Nossos produtos mais competitivos da pauta agrícola recebem a proteção feroz das economias norte-americana e européia, seja por intermédio de barreiras tarifárias, seja por barreiras não tarifárias. Se foi ruim para o Brasil, sem dúvida, o fracasso da reunião da OMC em Cancún, bom também não foi o resultado da reunião da Alca em Miami, pois os assuntos de nosso maior peso específico não serão mais tratados como deveriam ser naquele concerto hemisférico.

O quadro atual das negociações não é tão positivo quanto alardeiam setores da imprensa brasileira, às vezes farto de elogios retóricos e desnecessários. Não precisamos disso. Precisamos de realismo. Em Cancún, chegou-se a endeusar a formação episódica do G-x como fruto da capacidade brasileira de articular propostas para enfrentar o poderio dos Estados Unidos e da União Européia.

Agora, em Miami, houve mais uma sucessão de elogios à capacidade dos nossos negociadores em encaminhar politicamente questões tão complexas e determinantes para o futuro do País. Disso também nunca tive dúvidas, pois a tradição da diplomacia brasileira é amplamente reconhecida. Venho defendendo neste plenário a crença na capacidade da nossa diplomacia no processo de decisões multilaterais no concerto internacional e na sua competência no sentido de dar consistência ao processo de integração hemisférica.

Estou convencido do caminho de maior inserção do Brasil na economia internacional como sendo o único para debelar as mazelas que comprometem o futuro das gerações de nossos conacionais. No entanto, sou pragmático. E não se pode perder de vista as complexidades do quadro internacional, sobretudo para um País que precisa crescer, e muito, e que detém apenas 1% dos fluxos do comércio mundial.

- Requisitos das tarefas:
**a.** Segundo o texto sobre as negociações comerciais, qual é a participação do Brasil nos fluxos do comércio mundial?
**b.** Reproduza fielmente o trecho do texto sobre as negociações comerciais que começa com as palavras "Agora, em Miami, houve" e termina com "do comércio mundial.".
Os itens a seguir não precisam ser consultados.

- Material apresentado:
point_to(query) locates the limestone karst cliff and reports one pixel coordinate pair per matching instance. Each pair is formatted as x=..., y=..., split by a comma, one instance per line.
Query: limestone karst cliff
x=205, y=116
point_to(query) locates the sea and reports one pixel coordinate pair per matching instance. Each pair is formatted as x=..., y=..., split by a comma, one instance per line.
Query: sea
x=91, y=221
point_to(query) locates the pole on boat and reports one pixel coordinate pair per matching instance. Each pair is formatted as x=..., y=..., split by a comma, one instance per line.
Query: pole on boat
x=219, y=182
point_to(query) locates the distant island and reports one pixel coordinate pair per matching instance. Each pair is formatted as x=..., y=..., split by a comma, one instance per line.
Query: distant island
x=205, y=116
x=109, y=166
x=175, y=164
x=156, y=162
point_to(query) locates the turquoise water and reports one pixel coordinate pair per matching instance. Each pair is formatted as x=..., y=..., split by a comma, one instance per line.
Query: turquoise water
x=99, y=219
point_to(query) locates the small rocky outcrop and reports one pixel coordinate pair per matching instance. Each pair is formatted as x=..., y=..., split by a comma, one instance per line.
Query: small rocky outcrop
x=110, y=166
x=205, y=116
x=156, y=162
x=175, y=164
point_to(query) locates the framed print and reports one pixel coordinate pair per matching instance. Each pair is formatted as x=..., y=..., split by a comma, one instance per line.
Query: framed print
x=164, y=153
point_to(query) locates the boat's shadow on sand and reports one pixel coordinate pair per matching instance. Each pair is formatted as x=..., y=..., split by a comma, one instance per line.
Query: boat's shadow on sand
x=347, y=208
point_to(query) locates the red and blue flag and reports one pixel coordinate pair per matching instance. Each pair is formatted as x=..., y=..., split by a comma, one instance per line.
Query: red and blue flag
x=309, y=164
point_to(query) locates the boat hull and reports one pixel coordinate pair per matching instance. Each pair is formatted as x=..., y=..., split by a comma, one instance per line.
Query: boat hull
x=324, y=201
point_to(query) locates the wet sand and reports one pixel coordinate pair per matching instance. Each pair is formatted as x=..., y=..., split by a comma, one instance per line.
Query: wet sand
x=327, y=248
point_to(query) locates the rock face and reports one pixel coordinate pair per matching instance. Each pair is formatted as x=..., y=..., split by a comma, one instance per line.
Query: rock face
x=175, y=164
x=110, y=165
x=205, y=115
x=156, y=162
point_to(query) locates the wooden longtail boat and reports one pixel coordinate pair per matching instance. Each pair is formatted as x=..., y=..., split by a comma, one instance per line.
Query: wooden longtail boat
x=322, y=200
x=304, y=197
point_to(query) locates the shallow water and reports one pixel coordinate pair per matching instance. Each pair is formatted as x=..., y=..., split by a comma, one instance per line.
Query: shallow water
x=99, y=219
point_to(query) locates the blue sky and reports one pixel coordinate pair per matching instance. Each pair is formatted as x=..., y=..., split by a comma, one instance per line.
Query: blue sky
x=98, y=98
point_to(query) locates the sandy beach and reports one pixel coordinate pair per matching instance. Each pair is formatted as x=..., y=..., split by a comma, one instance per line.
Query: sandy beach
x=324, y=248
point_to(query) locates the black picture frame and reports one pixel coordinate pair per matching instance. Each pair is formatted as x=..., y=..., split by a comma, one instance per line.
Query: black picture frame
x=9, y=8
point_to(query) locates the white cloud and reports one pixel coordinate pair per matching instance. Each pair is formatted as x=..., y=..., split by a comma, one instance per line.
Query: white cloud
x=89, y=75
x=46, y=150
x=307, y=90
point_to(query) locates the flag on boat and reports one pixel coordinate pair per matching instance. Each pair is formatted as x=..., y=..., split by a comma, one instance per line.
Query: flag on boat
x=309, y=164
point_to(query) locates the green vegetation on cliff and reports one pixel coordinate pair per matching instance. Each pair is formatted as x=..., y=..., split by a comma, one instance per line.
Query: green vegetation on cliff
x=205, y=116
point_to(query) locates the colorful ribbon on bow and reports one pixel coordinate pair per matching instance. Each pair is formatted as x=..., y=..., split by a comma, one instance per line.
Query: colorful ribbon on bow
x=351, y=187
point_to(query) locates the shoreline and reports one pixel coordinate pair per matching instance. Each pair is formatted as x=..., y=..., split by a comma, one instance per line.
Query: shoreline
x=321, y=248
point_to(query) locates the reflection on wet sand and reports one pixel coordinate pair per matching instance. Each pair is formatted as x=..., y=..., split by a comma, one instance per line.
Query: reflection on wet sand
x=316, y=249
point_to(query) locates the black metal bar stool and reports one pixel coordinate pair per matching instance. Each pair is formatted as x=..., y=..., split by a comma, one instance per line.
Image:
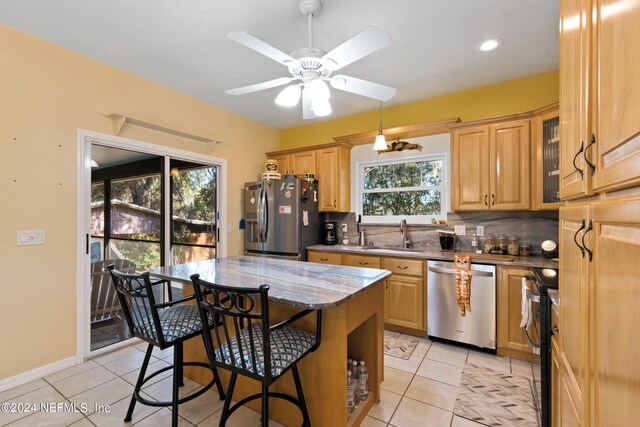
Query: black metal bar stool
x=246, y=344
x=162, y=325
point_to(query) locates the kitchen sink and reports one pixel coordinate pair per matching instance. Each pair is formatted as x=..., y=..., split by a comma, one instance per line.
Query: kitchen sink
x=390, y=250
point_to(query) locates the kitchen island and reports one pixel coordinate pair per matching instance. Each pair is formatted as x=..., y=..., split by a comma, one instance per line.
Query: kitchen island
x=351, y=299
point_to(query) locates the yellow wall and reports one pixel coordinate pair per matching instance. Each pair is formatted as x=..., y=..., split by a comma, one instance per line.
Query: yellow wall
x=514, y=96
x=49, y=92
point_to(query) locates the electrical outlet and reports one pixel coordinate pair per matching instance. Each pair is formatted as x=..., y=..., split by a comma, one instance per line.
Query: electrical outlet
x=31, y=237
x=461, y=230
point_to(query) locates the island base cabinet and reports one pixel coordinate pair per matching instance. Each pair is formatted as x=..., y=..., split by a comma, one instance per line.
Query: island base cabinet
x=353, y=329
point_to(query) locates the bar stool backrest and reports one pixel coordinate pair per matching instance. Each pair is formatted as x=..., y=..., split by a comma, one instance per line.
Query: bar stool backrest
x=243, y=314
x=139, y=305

--

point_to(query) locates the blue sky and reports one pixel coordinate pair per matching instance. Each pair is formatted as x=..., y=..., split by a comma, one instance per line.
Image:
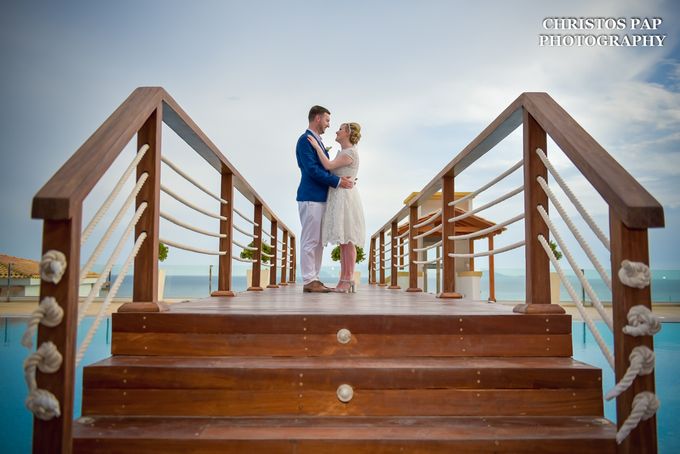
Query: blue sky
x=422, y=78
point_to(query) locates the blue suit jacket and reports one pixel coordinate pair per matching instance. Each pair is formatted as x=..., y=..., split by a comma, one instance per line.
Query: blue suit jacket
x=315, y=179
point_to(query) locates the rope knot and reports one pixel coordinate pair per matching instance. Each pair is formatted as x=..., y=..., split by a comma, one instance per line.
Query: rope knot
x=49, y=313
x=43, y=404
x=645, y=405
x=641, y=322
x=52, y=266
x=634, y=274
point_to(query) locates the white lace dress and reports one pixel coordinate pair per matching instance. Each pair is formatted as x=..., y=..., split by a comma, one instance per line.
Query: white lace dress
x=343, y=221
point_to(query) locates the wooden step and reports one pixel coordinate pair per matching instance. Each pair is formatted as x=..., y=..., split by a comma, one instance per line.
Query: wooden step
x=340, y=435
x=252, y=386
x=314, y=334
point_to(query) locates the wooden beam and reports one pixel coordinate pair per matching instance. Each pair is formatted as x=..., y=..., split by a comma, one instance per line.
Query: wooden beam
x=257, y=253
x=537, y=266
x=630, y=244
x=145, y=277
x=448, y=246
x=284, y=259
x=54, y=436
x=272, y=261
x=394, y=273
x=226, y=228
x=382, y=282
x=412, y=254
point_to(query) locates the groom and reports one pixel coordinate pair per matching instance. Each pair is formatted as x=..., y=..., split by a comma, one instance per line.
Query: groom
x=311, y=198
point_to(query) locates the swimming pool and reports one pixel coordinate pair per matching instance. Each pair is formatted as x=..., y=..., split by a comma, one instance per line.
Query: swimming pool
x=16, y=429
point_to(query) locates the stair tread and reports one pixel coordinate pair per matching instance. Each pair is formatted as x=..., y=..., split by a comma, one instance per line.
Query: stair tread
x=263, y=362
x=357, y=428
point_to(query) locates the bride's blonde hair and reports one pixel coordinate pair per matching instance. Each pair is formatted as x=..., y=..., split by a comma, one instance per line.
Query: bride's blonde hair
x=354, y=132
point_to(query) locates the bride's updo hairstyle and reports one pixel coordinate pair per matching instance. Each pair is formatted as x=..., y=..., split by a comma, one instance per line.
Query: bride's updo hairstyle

- Respostas por tarefa:
**a.** Apenas 1%.

**b.**
Agora, em Miami, houve mais uma sucessão de elogios à capacidade dos nossos negociadores em encaminhar politicamente questões tão complexas e determinantes para o futuro do País. Disso também nunca tive dúvidas, pois a tradição da diplomacia brasileira é amplamente reconhecida. Venho defendendo neste plenário a crença na capacidade da nossa diplomacia no processo de decisões multilaterais no concerto internacional e na sua competência no sentido de dar consistência ao processo de integração hemisférica.

Estou convencido do caminho de maior inserção do Brasil na economia internacional como sendo o único para debelar as mazelas que comprometem o futuro das gerações de nossos conacionais. No entanto, sou pragmático. E não se pode perder de vista as complexidades do quadro internacional, sobretudo para um País que precisa crescer, e muito, e que detém apenas 1% dos fluxos do comércio mundial.